• Records to use:
------------------------
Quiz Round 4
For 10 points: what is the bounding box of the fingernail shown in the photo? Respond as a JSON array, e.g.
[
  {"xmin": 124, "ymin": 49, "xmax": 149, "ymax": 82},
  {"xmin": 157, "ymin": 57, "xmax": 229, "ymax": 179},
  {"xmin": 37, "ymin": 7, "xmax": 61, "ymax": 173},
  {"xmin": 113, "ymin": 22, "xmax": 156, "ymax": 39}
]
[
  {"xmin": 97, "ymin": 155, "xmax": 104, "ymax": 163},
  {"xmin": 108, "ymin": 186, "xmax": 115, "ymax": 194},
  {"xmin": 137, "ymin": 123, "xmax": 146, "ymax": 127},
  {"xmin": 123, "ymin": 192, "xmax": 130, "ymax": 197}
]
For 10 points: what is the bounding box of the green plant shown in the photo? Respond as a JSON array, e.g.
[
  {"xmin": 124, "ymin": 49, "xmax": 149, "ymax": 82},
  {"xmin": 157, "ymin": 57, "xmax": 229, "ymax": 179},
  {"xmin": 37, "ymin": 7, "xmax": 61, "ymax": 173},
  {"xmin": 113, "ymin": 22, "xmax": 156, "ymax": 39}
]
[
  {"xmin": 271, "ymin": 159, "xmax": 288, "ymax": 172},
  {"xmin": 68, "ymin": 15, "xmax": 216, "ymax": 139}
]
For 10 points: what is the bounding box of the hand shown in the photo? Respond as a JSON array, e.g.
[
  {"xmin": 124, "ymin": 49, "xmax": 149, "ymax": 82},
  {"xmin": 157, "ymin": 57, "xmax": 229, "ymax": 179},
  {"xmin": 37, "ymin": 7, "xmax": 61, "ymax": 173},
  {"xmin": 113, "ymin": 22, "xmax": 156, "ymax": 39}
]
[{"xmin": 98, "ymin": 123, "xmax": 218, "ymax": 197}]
------------------------
Please print all of the records above again, keeping every line the same.

Quiz Round 4
For 10 points: what is the bounding box of the fingernail shown in the photo? Respond as a JSON array, e.g.
[
  {"xmin": 124, "ymin": 49, "xmax": 149, "ymax": 82},
  {"xmin": 157, "ymin": 57, "xmax": 229, "ymax": 179},
  {"xmin": 37, "ymin": 7, "xmax": 61, "ymax": 173},
  {"xmin": 113, "ymin": 22, "xmax": 156, "ymax": 39}
]
[
  {"xmin": 97, "ymin": 155, "xmax": 104, "ymax": 163},
  {"xmin": 108, "ymin": 186, "xmax": 115, "ymax": 194},
  {"xmin": 137, "ymin": 123, "xmax": 146, "ymax": 127},
  {"xmin": 123, "ymin": 192, "xmax": 130, "ymax": 197}
]
For 10 points: what is the bounding box of the green plant shown in the photo? Respond as a JSON array, e.g.
[
  {"xmin": 124, "ymin": 49, "xmax": 149, "ymax": 82},
  {"xmin": 157, "ymin": 57, "xmax": 229, "ymax": 179},
  {"xmin": 37, "ymin": 7, "xmax": 61, "ymax": 173},
  {"xmin": 113, "ymin": 22, "xmax": 156, "ymax": 39}
]
[
  {"xmin": 271, "ymin": 159, "xmax": 288, "ymax": 172},
  {"xmin": 68, "ymin": 15, "xmax": 216, "ymax": 139}
]
For 10 points: what is the bounding box of the hand shown in the photo? Respond as a JSON array, e.g.
[
  {"xmin": 124, "ymin": 49, "xmax": 149, "ymax": 82},
  {"xmin": 157, "ymin": 57, "xmax": 229, "ymax": 179},
  {"xmin": 37, "ymin": 7, "xmax": 61, "ymax": 173},
  {"xmin": 113, "ymin": 22, "xmax": 156, "ymax": 39}
]
[{"xmin": 98, "ymin": 123, "xmax": 218, "ymax": 197}]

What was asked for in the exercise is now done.